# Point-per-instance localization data
----------------------------------------
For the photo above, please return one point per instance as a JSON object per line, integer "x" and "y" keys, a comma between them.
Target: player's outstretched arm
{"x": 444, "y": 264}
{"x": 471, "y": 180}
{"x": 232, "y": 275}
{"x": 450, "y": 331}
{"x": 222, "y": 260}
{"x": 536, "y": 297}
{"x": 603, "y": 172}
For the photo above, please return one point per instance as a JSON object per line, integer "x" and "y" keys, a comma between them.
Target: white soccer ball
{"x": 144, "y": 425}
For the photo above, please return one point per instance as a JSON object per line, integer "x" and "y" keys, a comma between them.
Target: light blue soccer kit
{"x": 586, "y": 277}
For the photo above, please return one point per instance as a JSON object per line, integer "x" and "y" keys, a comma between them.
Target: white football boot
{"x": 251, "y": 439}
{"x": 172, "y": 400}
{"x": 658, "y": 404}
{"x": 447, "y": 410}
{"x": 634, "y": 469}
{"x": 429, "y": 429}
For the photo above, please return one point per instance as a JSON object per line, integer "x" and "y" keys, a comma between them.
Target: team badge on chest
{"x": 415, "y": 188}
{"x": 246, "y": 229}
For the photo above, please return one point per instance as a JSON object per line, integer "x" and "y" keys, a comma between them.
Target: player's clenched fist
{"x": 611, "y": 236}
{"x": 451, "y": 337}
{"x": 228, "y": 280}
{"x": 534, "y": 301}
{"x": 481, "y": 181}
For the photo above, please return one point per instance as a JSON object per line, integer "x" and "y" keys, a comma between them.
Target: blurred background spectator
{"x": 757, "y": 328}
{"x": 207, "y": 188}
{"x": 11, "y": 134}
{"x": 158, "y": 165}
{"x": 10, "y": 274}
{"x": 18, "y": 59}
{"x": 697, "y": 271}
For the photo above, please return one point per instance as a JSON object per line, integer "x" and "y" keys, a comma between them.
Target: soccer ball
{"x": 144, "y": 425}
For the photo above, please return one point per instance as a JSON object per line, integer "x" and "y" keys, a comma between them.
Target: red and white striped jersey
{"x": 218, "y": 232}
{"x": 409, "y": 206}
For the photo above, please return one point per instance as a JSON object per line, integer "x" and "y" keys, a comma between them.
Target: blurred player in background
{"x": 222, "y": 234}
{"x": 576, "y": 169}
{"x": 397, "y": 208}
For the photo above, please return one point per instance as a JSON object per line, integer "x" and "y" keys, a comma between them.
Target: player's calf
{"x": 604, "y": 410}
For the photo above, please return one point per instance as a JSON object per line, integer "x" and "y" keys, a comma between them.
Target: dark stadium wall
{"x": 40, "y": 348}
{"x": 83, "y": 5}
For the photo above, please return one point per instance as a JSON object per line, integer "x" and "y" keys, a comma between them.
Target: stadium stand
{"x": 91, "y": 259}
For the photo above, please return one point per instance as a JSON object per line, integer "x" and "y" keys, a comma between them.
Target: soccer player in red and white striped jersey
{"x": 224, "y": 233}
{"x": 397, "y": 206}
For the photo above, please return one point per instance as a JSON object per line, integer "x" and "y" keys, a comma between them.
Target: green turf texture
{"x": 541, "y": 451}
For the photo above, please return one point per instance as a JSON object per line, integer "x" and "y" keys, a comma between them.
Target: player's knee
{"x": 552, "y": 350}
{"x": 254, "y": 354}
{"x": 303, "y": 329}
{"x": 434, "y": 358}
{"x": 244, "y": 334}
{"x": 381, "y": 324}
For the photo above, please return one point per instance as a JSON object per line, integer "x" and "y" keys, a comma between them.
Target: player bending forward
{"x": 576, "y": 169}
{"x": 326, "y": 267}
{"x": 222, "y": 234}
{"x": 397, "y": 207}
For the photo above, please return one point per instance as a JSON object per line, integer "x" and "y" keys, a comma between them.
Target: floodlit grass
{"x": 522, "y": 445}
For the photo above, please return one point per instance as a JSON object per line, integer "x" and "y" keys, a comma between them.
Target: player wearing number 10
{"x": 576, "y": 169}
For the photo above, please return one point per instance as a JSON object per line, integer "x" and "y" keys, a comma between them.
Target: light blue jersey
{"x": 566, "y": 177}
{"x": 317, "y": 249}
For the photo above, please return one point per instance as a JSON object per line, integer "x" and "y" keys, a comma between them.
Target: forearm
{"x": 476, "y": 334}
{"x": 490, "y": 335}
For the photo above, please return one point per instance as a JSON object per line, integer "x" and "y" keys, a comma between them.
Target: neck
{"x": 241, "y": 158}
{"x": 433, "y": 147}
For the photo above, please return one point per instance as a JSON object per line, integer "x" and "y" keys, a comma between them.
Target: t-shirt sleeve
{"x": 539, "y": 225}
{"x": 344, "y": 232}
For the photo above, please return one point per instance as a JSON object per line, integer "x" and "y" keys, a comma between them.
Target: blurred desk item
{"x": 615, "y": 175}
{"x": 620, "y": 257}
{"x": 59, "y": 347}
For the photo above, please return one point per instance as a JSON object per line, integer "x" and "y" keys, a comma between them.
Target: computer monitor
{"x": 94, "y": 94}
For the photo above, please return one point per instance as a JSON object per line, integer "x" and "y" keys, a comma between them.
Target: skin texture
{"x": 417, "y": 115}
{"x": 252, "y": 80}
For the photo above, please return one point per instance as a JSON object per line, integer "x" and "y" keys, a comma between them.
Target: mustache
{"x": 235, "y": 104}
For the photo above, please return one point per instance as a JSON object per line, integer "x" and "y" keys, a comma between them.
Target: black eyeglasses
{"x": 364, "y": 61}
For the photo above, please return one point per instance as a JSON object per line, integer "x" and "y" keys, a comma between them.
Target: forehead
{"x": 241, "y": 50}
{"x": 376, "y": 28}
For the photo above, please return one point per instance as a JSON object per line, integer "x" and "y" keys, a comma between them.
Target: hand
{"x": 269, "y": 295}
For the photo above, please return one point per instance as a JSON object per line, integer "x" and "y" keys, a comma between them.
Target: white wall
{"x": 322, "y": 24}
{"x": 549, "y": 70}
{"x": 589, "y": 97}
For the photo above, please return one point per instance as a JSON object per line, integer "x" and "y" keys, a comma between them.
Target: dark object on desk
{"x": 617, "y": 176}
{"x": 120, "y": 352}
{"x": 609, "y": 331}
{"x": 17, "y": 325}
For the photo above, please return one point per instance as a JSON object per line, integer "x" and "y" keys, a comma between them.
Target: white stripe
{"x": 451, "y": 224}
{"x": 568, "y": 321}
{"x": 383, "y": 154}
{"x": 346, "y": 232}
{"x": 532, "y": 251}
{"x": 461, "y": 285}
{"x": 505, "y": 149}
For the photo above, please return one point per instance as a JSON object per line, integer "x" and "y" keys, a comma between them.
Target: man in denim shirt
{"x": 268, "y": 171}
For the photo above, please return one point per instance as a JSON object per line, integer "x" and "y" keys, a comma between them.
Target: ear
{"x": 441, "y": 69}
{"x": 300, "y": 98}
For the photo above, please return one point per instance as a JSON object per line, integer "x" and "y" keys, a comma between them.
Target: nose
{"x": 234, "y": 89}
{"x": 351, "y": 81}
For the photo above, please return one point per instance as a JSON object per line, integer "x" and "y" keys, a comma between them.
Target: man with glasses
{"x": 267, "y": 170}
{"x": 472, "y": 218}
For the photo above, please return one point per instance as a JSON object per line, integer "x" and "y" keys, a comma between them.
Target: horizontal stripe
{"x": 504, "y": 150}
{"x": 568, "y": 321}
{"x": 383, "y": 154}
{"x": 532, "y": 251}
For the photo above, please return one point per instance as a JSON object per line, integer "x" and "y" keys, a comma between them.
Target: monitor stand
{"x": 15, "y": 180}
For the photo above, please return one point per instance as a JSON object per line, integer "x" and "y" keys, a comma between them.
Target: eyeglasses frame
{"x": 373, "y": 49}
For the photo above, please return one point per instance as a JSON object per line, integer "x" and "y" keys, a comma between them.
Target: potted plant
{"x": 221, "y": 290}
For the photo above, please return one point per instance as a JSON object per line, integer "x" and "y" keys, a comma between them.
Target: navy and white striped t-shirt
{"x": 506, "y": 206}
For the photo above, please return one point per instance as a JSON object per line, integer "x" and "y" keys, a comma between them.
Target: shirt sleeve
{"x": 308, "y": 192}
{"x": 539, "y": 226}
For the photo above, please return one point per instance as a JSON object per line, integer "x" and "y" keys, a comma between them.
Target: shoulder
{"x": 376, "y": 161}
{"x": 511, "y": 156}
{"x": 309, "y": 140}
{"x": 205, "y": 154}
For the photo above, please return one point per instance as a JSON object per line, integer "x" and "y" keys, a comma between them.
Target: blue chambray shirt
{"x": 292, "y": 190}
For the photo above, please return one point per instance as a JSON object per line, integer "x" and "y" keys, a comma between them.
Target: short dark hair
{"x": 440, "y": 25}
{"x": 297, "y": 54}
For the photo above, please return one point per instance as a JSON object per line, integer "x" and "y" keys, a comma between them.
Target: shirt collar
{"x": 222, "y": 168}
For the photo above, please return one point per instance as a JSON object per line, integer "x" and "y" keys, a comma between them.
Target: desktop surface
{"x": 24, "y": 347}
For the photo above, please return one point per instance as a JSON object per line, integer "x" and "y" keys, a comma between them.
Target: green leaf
----------------------------------------
# ACTIVITY
Verbatim reproduction is required for the line holding "Target: short dark hair" and for every line after it in the records, with no other line included.

# OUTPUT FOR THIS TASK
Target: short dark hair
{"x": 440, "y": 25}
{"x": 297, "y": 54}
For the photo above, please return one point per instance as a JSON object per line, integer "x" and "y" keys, a comma between them.
Target: shirt collar
{"x": 222, "y": 168}
For the photo above, please return one point per instance as a JSON object per line, integer "x" and "y" keys, a comma between them.
Target: desktop surface
{"x": 24, "y": 347}
For the photo above, please return one point per instance as a JSON object per line, integer "x" and "y" keys, a comma between them.
Target: green leaf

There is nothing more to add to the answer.